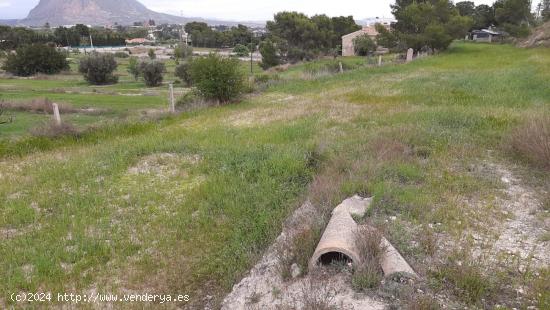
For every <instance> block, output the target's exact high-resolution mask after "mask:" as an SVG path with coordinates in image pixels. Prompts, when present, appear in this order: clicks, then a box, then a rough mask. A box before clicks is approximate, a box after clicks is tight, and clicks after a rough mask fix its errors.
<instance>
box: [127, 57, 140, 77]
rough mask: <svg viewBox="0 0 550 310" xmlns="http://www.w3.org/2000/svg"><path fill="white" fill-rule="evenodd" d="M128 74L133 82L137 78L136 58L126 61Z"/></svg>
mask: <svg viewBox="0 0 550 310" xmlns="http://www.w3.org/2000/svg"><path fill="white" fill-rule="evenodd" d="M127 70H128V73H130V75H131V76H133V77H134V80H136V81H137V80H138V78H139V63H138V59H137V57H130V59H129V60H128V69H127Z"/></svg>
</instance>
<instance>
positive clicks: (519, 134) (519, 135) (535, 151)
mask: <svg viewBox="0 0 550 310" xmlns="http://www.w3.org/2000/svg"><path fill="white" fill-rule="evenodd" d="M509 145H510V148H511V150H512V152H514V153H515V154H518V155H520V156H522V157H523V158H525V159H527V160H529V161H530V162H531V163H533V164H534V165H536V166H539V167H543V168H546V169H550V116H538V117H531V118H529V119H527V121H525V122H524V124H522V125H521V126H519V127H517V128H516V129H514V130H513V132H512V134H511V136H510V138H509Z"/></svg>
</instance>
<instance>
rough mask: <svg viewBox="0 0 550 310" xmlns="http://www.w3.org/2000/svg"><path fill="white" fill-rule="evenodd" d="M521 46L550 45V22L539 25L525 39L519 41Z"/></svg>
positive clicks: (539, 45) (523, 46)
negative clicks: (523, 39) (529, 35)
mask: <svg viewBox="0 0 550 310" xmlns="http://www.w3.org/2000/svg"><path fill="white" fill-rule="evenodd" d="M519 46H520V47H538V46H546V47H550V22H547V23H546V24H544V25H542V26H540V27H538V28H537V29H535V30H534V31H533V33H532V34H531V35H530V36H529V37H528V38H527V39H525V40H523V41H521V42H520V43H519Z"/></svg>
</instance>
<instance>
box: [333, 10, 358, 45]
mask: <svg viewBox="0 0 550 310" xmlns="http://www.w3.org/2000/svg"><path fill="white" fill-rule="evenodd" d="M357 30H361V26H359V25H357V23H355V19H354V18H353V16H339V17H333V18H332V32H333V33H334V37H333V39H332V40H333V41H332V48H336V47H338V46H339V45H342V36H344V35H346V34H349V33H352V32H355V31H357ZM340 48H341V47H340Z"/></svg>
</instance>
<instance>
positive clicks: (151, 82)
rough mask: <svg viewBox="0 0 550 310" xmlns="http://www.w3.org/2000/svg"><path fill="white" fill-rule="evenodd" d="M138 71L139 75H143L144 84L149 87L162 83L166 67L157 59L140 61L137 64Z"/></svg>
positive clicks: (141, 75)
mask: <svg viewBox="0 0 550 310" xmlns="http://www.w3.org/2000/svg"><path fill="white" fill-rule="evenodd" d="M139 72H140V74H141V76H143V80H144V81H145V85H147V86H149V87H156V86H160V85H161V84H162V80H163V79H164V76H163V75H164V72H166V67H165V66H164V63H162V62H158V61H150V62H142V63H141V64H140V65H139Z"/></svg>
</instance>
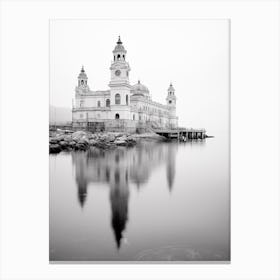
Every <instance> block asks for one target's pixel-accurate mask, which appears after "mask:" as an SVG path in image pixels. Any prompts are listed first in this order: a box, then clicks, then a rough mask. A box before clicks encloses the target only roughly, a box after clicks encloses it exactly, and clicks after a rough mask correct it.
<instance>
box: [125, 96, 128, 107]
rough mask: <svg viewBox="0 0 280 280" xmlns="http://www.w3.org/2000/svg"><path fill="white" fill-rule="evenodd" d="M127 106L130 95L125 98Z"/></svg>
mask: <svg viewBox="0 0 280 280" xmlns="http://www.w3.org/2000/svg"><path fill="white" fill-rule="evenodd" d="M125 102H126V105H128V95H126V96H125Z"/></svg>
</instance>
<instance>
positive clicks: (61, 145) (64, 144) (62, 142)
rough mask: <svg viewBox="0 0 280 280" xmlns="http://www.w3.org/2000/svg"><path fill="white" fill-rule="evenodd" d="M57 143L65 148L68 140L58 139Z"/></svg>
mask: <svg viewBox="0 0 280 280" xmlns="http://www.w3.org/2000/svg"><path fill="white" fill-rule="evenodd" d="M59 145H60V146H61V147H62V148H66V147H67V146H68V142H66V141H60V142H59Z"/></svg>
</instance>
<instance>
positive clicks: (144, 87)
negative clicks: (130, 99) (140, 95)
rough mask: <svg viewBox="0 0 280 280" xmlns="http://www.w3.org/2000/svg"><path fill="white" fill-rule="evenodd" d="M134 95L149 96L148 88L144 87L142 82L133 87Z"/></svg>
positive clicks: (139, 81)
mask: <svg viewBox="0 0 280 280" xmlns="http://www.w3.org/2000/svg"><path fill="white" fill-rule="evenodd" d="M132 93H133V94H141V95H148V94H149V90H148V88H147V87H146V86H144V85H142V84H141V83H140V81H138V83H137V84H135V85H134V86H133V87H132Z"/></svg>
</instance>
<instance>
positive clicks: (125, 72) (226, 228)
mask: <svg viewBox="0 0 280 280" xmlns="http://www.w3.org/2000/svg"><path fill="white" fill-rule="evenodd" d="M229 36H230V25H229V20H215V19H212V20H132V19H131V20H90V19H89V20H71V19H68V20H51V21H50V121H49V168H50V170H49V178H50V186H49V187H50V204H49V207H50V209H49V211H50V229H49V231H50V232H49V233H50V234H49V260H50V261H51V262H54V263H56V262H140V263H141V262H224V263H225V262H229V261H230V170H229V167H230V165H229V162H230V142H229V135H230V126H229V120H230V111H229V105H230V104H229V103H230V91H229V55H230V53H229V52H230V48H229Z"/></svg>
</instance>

### Your task:
Each entry is to be returned precisely as it appears, but the pictures are to be dropped.

### Result:
For every <instance> block, output the target's exact high-resolution mask after "mask:" as an SVG path with coordinates in image pixels. Prompts, when present, appear in this order: clicks, then a box, then a rough mask. A box before clicks is approximate, a box after clicks is tight, and clicks after a rough mask fix its errors.
<instance>
box: [127, 57, 140, 77]
rough mask: <svg viewBox="0 0 550 310" xmlns="http://www.w3.org/2000/svg"><path fill="white" fill-rule="evenodd" d="M128 74L133 82L137 78L136 58L126 61Z"/></svg>
mask: <svg viewBox="0 0 550 310" xmlns="http://www.w3.org/2000/svg"><path fill="white" fill-rule="evenodd" d="M127 70H128V73H130V75H131V76H133V77H134V80H136V81H137V80H138V78H139V63H138V59H137V57H130V59H129V60H128V69H127Z"/></svg>
</instance>
<instance>
positive clicks: (519, 134) (519, 135) (535, 151)
mask: <svg viewBox="0 0 550 310" xmlns="http://www.w3.org/2000/svg"><path fill="white" fill-rule="evenodd" d="M509 145H510V148H511V150H512V152H514V153H515V154H518V155H520V156H522V157H523V158H525V159H527V160H529V161H530V162H531V163H533V164H534V165H536V166H539V167H543V168H546V169H550V116H538V117H531V118H529V119H527V121H525V122H524V124H522V125H521V126H519V127H517V128H516V129H514V130H513V132H512V134H511V136H510V138H509Z"/></svg>
</instance>
<instance>
rough mask: <svg viewBox="0 0 550 310" xmlns="http://www.w3.org/2000/svg"><path fill="white" fill-rule="evenodd" d="M521 46L550 45V22L539 25L525 39L519 41Z"/></svg>
positive clicks: (539, 45) (523, 46)
negative clicks: (523, 39) (529, 35)
mask: <svg viewBox="0 0 550 310" xmlns="http://www.w3.org/2000/svg"><path fill="white" fill-rule="evenodd" d="M519 46H520V47H538V46H546V47H550V22H547V23H546V24H544V25H542V26H540V27H538V28H537V29H535V30H534V31H533V33H532V34H531V35H530V36H529V37H528V38H527V39H525V40H523V41H521V42H520V43H519Z"/></svg>
</instance>
<instance>
box: [333, 10, 358, 45]
mask: <svg viewBox="0 0 550 310" xmlns="http://www.w3.org/2000/svg"><path fill="white" fill-rule="evenodd" d="M357 30H361V26H359V25H357V23H355V19H354V18H353V16H339V17H333V18H332V32H333V33H334V37H333V39H332V40H333V41H332V48H336V47H338V46H339V45H342V36H344V35H346V34H349V33H352V32H355V31H357ZM340 48H341V47H340Z"/></svg>
</instance>
<instance>
positive clicks: (151, 82)
rough mask: <svg viewBox="0 0 550 310" xmlns="http://www.w3.org/2000/svg"><path fill="white" fill-rule="evenodd" d="M138 71L139 75H143L144 84L149 87L162 83L166 67L157 59L140 61L137 64Z"/></svg>
positive clicks: (141, 75)
mask: <svg viewBox="0 0 550 310" xmlns="http://www.w3.org/2000/svg"><path fill="white" fill-rule="evenodd" d="M139 72H140V74H141V76H143V80H144V81H145V85H147V86H149V87H156V86H160V85H161V84H162V80H163V79H164V76H163V75H164V72H166V67H165V66H164V63H162V62H158V61H150V62H142V63H141V64H140V65H139Z"/></svg>
</instance>
Every <instance> block asks for one target's pixel-accurate mask, which appears after "mask:" as an SVG path in image pixels. Any prompts are listed first in this order: a box, then clicks, then a rough mask. A box before clicks encloses the target only roughly, a box after clicks encloses it exactly, and clicks after a rough mask correct it.
<instance>
box: [125, 96, 128, 107]
rough mask: <svg viewBox="0 0 280 280" xmlns="http://www.w3.org/2000/svg"><path fill="white" fill-rule="evenodd" d="M127 106L130 95L125 98Z"/></svg>
mask: <svg viewBox="0 0 280 280" xmlns="http://www.w3.org/2000/svg"><path fill="white" fill-rule="evenodd" d="M125 102H126V105H128V95H126V96H125Z"/></svg>
</instance>
<instance>
positive clicks: (61, 145) (64, 144) (62, 142)
rough mask: <svg viewBox="0 0 280 280" xmlns="http://www.w3.org/2000/svg"><path fill="white" fill-rule="evenodd" d="M57 143L65 148L68 140L58 139Z"/></svg>
mask: <svg viewBox="0 0 280 280" xmlns="http://www.w3.org/2000/svg"><path fill="white" fill-rule="evenodd" d="M59 145H60V146H61V147H62V148H66V147H67V146H68V142H66V141H60V142H59Z"/></svg>
</instance>
<instance>
positive clicks: (144, 87)
negative clicks: (130, 99) (140, 95)
rough mask: <svg viewBox="0 0 280 280" xmlns="http://www.w3.org/2000/svg"><path fill="white" fill-rule="evenodd" d="M134 95L149 96L148 88L144 87L142 82L133 87Z"/></svg>
positive clicks: (139, 81)
mask: <svg viewBox="0 0 280 280" xmlns="http://www.w3.org/2000/svg"><path fill="white" fill-rule="evenodd" d="M132 93H133V94H141V95H148V94H149V90H148V88H147V87H146V86H144V85H142V84H141V83H140V81H138V83H137V84H135V85H134V86H133V87H132Z"/></svg>
</instance>
<instance>
positive clicks: (125, 72) (226, 228)
mask: <svg viewBox="0 0 280 280" xmlns="http://www.w3.org/2000/svg"><path fill="white" fill-rule="evenodd" d="M229 36H230V25H229V20H215V19H212V20H132V19H131V20H90V19H89V20H71V19H68V20H51V21H50V121H49V168H50V170H49V178H50V186H49V187H50V204H49V207H50V209H49V211H50V229H49V231H50V232H49V233H50V234H49V260H50V261H51V262H54V263H56V262H140V263H141V262H224V263H225V262H229V261H230V170H229V167H230V165H229V162H230V142H229V135H230V126H229V120H230V111H229V105H230V104H229V103H230V91H229V55H230V53H229V52H230V48H229Z"/></svg>
</instance>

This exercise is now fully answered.